→ TEXTAUSZUG:
● ● ● ● ●
Mein Mann hat Depressionen

Hallo ihr Lieben,

Ich wollte um Rat von euch bitten oder Erfahrungen. Mein Mann leidet seit mehr als 3-4 Jahren immer wieder unter Depressionen. Zurzeit ist es wieder so schlimm das er im Krankengeld ist und auf einen Platz in der Tagesklinik wartet.
Mein Problem ist, ich verstehe nicht was Depressionen sind, wenn ich krank bin dann hab ich Husten oder sowas und bin halt für eine kurze Zeit krank. Aber bei Depressionen ist es irgendwie schwer für mich zu begreifen was denn nicht stimmt. Er ist schwer aus dem Bett zu kriegen, unmotiviert, schlapp und dauernd müde und sowas alles, er weint auch echt viel. Aber so wirklich verstehen kann ich das nicht? Ich hab halt auch mal schlechte Tage aber da steh ich dann rüber. Oder wenn mal ein paar Sorgen sind gut ist Kacke aber das geht doch auch vorbei. Nur bei ihm ist es anders, ihn wirft es dann direkt aus der Bahn.
● ● ● ● ●
→ ZU ERLEDIGENDE AUFGABEN:
1. Nennen Sie alle Merkmale, die der Forumsbeitrag über Depressionen im Satz ab "Er ist schwer aus dem Bett zu kriegen" dem Mann zuschreibt.
2. Geben Sie den Abschnitt des Forumsbeitrags über Depressionen, der bei "Ich wollte um" beginnt und bei "der Tagesklinik wartet." endet, erneut wieder und ersetzen Sie darin "Tagesklinik" durch "Reha-Klinik".
3. Prüfen Sie, ob die folgenden Aussagen mit dem Forumsbeitrag über Depressionen übereinstimmen: (a) Der Mann leidet seit mehr als 3-4 Jahren immer wieder unter Depressionen. (b) Der Mann hat bereits einen Platz in der Tagesklinik. (c) Depressionen sind laut dem Beitrag leicht zu begreifen.

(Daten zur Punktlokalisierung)
● ● ● ● ●
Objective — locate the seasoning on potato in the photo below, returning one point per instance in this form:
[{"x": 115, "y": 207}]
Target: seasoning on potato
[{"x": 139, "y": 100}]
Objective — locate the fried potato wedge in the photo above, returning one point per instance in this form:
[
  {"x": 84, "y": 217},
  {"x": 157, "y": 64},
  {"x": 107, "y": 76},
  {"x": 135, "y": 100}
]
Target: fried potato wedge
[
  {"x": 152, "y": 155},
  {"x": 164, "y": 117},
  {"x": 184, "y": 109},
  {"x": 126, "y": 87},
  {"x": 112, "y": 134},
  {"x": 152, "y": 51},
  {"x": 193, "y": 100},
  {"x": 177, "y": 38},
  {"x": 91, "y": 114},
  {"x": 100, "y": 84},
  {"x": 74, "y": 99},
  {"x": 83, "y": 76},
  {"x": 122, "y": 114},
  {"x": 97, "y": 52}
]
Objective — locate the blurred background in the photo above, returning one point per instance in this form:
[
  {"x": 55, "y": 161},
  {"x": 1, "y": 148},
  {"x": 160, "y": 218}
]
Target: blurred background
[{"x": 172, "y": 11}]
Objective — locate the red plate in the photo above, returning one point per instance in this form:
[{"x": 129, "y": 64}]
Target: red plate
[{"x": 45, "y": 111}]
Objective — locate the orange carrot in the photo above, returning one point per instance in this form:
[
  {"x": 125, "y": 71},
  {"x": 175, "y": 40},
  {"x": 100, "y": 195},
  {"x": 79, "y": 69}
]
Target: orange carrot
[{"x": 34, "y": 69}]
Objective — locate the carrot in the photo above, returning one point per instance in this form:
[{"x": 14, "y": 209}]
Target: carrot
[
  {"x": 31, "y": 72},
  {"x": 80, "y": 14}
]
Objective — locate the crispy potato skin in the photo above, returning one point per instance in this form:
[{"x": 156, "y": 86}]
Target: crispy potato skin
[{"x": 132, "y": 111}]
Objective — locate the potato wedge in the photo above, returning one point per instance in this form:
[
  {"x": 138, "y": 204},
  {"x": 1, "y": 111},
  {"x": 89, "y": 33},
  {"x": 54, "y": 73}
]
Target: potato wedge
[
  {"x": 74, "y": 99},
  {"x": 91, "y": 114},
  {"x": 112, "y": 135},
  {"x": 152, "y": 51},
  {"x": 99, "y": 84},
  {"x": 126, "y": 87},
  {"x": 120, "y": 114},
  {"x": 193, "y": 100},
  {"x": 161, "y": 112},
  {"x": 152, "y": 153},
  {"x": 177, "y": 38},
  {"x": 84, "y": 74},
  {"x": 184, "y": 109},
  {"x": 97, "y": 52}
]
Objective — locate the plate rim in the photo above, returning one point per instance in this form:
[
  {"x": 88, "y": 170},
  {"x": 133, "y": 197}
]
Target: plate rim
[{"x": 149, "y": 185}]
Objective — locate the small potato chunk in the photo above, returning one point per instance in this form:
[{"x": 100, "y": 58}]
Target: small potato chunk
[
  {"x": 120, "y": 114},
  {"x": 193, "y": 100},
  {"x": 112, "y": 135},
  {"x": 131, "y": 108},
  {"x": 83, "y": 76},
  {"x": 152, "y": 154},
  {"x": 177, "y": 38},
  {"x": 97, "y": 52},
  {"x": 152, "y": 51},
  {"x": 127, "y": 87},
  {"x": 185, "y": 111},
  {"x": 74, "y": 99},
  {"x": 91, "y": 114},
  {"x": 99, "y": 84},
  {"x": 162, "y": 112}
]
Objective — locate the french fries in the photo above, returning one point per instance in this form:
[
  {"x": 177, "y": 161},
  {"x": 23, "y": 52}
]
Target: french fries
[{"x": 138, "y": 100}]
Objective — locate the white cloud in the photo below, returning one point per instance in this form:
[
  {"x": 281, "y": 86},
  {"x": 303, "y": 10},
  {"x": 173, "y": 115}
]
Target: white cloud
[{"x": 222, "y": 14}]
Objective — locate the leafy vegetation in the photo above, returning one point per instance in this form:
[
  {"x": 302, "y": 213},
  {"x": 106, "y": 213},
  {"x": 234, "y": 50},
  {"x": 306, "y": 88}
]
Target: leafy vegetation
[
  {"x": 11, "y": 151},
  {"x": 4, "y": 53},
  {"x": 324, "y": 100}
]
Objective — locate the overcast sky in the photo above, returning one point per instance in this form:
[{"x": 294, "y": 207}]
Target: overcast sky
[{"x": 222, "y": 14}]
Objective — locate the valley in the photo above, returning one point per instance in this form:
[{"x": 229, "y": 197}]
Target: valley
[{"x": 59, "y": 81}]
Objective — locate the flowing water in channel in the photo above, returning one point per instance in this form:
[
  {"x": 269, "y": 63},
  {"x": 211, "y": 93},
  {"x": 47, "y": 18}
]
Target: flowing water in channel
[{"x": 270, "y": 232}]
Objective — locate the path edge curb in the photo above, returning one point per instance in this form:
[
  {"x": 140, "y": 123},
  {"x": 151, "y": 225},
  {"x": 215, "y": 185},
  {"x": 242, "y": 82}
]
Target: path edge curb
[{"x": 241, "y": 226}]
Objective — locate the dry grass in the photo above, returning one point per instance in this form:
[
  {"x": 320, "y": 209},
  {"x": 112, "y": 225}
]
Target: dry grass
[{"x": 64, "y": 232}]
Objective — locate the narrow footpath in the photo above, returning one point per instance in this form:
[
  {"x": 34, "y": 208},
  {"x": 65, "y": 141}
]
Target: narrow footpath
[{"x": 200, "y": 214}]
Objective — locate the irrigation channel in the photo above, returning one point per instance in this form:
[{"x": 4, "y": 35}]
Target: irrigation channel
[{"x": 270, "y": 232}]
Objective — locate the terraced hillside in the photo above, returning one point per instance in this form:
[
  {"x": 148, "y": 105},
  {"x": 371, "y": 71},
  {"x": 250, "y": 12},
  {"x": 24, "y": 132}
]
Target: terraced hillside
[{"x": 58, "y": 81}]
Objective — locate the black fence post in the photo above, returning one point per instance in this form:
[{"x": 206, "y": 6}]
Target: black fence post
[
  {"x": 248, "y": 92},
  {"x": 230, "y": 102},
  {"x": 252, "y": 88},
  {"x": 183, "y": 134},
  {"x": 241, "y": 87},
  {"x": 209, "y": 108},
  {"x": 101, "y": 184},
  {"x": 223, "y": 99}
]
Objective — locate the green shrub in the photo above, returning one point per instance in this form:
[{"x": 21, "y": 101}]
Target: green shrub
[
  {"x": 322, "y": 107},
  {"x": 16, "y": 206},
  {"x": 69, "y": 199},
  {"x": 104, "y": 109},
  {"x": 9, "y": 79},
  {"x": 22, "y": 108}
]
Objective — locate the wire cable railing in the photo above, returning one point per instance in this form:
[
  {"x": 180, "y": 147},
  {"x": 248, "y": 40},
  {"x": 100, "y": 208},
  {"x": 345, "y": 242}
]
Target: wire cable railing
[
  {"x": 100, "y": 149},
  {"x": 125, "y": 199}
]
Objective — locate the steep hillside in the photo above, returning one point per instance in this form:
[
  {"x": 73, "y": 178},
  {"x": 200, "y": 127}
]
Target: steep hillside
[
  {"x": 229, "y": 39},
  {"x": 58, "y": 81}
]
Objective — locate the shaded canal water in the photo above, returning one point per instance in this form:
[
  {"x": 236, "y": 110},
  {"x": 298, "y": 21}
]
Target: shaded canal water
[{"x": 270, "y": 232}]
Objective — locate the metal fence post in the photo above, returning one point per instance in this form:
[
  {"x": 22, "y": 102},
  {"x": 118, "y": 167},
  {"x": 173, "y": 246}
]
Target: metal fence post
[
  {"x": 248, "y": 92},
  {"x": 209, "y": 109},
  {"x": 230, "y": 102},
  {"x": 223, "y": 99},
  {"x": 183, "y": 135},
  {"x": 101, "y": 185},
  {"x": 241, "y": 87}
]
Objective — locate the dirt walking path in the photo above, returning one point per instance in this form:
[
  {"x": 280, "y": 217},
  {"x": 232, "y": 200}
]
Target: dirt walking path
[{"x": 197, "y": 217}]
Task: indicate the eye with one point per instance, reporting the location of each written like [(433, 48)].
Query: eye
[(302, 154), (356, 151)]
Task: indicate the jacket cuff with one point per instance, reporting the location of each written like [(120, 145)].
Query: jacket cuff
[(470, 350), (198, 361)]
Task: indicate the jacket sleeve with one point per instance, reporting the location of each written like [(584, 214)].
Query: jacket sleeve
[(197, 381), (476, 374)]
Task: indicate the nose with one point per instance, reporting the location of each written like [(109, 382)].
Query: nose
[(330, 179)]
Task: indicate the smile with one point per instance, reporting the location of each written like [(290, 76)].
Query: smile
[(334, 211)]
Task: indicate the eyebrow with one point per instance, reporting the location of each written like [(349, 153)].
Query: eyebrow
● ● ● ● ●
→ LÖSUNGEN DER AUFGABEN:
1. schwer aus dem Bett zu kriegen; unmotiviert; schlapp; dauernd müde; weint echt viel

2.
Ich wollte um Rat von euch bitten oder Erfahrungen. Mein Mann leidet seit mehr als 3-4 Jahren immer wieder unter Depressionen. Zurzeit ist es wieder so schlimm das er im Krankengeld ist und auf einen Platz in der Reha-Klinik wartet.

3.
(a) Ja: "Mein Mann leidet seit mehr als 3-4 Jahren immer wieder unter Depressionen."
(b) Nein: "auf einen Platz in der Tagesklinik wartet"
(c) Nein: "Aber bei Depressionen ist es irgendwie schwer für mich zu begreifen was denn nicht stimmt."